Ask Dr. K: Nightmares remain a mystery
DEAR DOCTOR K >> Is there anything I can do to stop having terrible nightmares? They scare me, and ruin my sleep.
DEAR READER >> There may be something you can do. The first thing you should know is that everyone has nightmares occasionally. That includes yours truly. Just as we don't really know why we sleep, we don't really understand nightmares. We also don't know why some people are more likely to have them.
Nightmares and two related phenomena — sleep terrors and sleep-related panic attacks — can make sleep more stressful than restful:
• Nightmares can be a side effect of certain medications. These include antidepressants, narcotics and barbiturates. So talk to your doctor to see if any medication you're taking might be contributing to your problem.
Nightmares can also occur if you stop taking certain drugs, including drugs used to treat them (such as benzodiazepines), if those drugs are stopped abruptly. Alcoholics who stop drinking often have nightmares.
If your frequent nightmares are not likely due to medicines you are taking, then counseling may help. You may be wrestling with problems that cause anxiety — and would cause anyone anxiety. A type of behavioral therapy known as desensitization may help. In this therapy, you will be asked to recall the details of your nightmare and use relaxation techniques to overcome your fear. The therapist may guide you through typical dream sequences. For example, the therapist can help you imagine confronting or driving off a pursuer.
Some doctors recommend psychoanalysis to identify and resolve past and present emotional issues that may be playing themselves out in your nightmares. I'm a skeptic. I'm not aware of solid research that demonstrates that psychoanalysis is more helpful in reducing nightmares than behavioral therapy.
• During a sleep terror, the sleeper may let out a bloodcurdling scream, sit bolt upright and attempt to fight or flee. The person may seem confused and agitated. After the spell is over, he or she is likely to go right back to sleep. Later, the person may not remember what happened.
In an earlier column about sleep terrors, I mentioned a college roommate of my sister's. Every few nights, in the middle of the night, her roommate suddenly sat upright in bed shouting, "Oh, oh, oh, my God!" Then she promptly lay down and fell asleep, and had no memory of this the next morning. If you consistently remember your nightmares, you're probably not suffering from sleep terrors.
Medications such as benzodiazepines are sometimes prescribed for sleep terrors. Hypnosis or a relaxation technique known as guided imagery may also help.
• If you have sleep-related panic attacks, you may awaken suddenly because of episodes of intense panic. You may experience a racing heartbeat, sweating, trembling, breathlessness, or the feeling that something terrible is about to happen — like you are about to die. Anti-anxiety drugs are often useful for such panic attacks.
The cause of these sleep disorders is a mystery. They might seem like a trivial mystery, but I think that if we understood them, we'd understand a lot more about how the brain works.

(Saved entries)
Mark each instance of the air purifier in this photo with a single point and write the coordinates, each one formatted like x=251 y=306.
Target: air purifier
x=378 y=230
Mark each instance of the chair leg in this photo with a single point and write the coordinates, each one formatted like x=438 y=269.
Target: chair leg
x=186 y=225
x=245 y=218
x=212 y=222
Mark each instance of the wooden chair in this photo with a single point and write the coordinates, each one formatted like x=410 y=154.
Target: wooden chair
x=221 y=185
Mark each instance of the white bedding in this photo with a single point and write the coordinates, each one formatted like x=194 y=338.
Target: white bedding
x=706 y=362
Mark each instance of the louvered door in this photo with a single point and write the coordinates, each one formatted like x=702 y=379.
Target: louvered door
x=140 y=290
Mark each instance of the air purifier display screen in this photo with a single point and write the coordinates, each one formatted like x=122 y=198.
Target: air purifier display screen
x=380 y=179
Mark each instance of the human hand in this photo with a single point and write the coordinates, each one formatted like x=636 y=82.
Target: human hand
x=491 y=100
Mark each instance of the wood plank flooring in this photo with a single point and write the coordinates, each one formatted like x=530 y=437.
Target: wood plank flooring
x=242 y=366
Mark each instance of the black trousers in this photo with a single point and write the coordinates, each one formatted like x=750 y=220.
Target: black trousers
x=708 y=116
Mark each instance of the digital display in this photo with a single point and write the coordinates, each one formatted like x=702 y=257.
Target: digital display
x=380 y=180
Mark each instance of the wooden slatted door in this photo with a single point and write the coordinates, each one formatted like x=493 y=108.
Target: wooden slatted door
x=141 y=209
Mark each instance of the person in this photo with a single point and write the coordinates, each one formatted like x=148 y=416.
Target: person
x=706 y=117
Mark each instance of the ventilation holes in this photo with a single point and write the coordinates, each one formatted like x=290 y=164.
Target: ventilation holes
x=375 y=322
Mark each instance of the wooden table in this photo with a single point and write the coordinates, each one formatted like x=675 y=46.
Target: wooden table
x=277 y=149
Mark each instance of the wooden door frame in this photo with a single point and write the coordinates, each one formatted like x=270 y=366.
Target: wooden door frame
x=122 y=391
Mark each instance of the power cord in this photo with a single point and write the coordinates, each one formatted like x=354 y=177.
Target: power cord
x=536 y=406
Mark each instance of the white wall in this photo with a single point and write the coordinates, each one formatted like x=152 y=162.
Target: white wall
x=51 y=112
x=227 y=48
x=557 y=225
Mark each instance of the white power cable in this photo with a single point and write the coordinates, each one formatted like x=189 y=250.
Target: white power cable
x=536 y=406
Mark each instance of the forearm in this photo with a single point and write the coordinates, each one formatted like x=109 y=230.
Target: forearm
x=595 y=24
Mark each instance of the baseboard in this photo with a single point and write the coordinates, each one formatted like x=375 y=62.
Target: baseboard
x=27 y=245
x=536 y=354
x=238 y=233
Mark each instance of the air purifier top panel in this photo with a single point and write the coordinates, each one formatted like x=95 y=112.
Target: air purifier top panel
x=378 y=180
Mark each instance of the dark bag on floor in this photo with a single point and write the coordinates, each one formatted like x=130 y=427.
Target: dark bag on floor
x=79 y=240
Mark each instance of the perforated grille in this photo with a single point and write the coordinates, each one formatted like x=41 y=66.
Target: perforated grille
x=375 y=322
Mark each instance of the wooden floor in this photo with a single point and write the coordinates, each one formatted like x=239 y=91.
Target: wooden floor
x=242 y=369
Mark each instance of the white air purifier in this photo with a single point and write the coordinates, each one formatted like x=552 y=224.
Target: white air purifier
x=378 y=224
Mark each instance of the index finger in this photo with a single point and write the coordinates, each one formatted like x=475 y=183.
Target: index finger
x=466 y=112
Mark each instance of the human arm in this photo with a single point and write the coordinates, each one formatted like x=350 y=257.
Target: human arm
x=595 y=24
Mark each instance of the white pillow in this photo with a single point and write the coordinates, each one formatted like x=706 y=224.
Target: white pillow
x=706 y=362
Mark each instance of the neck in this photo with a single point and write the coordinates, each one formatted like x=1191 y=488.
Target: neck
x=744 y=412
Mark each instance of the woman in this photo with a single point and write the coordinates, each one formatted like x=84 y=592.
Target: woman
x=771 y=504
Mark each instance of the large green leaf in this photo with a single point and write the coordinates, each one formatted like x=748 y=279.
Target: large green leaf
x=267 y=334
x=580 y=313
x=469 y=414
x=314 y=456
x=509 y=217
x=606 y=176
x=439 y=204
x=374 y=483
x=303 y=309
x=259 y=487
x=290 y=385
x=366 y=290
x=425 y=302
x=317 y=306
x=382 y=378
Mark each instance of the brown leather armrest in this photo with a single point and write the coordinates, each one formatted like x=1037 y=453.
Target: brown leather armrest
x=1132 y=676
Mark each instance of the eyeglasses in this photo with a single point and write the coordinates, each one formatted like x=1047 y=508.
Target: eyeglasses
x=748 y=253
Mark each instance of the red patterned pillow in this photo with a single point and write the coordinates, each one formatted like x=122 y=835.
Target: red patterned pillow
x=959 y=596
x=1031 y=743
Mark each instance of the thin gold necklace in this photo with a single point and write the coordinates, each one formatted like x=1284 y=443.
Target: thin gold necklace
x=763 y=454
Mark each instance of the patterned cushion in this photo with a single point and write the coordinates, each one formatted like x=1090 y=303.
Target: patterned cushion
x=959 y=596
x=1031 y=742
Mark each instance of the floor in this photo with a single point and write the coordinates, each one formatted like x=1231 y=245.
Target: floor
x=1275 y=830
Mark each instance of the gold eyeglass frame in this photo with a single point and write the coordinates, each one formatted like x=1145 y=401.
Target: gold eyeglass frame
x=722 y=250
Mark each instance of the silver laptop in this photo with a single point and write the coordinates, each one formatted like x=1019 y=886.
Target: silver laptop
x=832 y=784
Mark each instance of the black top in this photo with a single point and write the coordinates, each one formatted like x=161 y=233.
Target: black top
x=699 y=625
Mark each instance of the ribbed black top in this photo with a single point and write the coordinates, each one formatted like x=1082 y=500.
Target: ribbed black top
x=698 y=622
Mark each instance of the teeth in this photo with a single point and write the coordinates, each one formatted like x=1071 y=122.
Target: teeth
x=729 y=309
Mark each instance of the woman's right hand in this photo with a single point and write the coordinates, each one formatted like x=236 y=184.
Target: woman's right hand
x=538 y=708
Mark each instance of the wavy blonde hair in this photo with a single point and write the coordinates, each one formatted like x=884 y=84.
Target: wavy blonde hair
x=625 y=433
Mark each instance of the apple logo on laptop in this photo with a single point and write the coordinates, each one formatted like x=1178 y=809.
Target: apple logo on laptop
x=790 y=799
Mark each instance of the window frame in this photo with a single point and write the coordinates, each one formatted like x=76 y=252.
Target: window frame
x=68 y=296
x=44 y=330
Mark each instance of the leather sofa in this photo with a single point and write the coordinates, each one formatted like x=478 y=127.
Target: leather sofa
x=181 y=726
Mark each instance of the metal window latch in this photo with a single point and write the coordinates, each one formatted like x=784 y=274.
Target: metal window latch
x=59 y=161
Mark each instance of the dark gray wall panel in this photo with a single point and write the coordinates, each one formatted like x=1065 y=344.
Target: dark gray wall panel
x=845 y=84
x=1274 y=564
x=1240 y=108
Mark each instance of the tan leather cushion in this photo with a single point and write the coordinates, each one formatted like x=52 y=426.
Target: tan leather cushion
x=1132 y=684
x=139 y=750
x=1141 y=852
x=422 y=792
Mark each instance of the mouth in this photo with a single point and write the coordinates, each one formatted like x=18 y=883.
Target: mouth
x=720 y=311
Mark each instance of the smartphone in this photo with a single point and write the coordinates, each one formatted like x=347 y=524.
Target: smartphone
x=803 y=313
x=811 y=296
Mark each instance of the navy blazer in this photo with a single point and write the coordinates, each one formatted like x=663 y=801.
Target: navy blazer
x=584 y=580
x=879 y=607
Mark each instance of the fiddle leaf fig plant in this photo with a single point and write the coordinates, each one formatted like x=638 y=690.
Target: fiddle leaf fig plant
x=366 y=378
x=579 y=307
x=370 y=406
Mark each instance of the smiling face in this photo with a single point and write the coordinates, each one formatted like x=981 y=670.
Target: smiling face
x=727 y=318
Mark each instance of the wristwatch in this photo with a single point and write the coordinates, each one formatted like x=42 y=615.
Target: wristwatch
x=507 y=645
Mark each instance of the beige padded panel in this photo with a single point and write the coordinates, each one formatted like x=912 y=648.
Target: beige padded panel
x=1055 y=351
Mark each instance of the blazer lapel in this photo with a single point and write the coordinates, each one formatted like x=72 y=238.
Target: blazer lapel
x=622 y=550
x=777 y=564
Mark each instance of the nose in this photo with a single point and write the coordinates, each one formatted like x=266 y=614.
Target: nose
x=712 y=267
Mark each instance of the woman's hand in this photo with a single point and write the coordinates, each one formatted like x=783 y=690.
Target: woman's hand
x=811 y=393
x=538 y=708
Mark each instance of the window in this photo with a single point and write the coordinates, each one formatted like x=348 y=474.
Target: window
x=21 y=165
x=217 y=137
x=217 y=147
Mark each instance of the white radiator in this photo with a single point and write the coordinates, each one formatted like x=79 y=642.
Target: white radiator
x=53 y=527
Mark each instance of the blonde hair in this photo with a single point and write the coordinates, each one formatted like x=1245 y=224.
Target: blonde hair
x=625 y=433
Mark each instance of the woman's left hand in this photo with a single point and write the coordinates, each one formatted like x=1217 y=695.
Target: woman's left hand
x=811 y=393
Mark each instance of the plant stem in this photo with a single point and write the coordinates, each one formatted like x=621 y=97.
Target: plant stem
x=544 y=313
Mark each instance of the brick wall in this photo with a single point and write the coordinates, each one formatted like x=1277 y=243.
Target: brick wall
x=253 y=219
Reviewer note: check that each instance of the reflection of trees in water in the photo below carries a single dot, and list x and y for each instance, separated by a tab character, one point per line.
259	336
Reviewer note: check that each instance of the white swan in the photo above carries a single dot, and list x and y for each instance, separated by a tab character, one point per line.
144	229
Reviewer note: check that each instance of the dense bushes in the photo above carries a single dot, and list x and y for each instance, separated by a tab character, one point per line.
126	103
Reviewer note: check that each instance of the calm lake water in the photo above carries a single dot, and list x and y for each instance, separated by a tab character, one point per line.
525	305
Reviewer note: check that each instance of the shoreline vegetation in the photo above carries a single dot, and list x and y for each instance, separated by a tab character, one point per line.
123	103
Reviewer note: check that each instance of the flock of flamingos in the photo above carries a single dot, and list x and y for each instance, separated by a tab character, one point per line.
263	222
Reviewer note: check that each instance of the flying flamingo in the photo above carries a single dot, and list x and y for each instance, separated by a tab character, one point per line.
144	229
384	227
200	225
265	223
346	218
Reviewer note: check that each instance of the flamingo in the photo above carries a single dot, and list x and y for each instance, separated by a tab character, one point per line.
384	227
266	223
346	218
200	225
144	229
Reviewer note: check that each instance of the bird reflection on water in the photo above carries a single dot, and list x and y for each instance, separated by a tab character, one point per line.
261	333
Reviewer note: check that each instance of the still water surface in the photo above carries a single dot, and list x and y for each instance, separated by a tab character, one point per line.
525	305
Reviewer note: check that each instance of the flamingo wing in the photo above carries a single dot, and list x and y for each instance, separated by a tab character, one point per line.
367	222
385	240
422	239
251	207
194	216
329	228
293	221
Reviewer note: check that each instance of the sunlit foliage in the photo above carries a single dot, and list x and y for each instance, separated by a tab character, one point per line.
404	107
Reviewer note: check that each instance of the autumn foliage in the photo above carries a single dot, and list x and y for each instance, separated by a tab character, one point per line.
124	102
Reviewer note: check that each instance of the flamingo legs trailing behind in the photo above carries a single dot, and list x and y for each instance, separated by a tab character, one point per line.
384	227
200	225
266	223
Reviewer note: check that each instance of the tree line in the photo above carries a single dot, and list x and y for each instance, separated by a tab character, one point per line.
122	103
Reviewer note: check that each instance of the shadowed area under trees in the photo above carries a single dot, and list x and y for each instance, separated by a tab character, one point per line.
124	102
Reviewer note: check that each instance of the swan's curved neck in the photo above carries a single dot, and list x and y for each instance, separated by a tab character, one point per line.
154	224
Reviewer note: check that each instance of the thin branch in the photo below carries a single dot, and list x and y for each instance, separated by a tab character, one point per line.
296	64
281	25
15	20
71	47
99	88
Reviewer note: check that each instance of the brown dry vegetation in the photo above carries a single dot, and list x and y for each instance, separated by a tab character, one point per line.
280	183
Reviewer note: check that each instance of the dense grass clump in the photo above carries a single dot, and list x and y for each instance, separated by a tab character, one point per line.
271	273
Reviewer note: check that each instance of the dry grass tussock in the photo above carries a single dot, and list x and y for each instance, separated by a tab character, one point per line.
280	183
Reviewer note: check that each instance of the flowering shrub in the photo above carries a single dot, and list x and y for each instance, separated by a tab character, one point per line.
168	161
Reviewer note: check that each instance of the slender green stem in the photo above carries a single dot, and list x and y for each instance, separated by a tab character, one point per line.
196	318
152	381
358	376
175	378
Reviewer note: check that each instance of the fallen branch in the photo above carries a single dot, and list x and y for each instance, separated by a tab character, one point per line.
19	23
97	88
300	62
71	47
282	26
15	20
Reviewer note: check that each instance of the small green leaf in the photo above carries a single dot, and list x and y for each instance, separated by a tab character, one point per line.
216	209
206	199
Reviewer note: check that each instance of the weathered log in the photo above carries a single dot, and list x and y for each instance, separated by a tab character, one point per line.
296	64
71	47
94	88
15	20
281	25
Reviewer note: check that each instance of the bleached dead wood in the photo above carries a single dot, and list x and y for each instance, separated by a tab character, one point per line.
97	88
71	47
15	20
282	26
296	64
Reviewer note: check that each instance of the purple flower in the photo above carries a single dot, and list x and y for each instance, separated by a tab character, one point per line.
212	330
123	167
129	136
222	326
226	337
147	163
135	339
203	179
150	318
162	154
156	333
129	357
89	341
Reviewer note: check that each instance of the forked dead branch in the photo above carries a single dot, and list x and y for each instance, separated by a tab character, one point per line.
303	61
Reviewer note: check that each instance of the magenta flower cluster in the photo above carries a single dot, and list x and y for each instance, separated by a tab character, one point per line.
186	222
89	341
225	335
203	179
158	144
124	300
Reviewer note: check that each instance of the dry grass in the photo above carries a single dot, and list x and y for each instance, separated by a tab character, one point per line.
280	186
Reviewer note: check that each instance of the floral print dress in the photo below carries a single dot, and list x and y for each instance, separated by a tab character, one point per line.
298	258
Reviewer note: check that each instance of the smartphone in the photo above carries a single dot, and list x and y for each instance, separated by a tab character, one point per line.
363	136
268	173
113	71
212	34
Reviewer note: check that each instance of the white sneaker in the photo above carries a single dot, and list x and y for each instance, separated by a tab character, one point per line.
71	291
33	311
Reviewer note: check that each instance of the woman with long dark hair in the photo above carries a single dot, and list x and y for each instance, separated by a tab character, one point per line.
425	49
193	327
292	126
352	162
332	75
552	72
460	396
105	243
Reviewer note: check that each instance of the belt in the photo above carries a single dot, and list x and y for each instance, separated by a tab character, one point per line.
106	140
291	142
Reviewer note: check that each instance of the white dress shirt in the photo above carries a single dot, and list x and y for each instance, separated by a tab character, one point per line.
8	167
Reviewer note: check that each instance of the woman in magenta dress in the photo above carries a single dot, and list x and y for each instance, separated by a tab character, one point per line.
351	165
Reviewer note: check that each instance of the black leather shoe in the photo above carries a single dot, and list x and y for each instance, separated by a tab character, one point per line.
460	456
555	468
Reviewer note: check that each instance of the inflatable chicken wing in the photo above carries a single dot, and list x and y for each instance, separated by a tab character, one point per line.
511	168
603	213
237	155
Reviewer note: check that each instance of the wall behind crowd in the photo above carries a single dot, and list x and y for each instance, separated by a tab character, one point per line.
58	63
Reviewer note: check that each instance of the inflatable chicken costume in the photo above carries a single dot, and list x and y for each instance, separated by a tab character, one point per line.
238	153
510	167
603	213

> _Task item A_
Could you copy everything in the nightmares column from "Nightmares can also" down to "off a pursuer.", swapping "counseling" for "talk therapy"?
> _Task item B_
Which kinds of medications does the nightmares column name as possible causes of nightmares?
The saved entries have nothing to do with the nightmares column.

> _Answer box A_
Nightmares can also occur if you stop taking certain drugs, including drugs used to treat them (such as benzodiazepines), if those drugs are stopped abruptly. Alcoholics who stop drinking often have nightmares.
If your frequent nightmares are not likely due to medicines you are taking, then talk therapy may help. You may be wrestling with problems that cause anxiety — and would cause anyone anxiety. A type of behavioral therapy known as desensitization may help. In this therapy, you will be asked to recall the details of your nightmare and use relaxation techniques to overcome your fear. The therapist may guide you through typical dream sequences. For example, the therapist can help you imagine confronting or driving off a pursuer.

> _Answer box B_
Antidepressants, narcotics and barbiturates.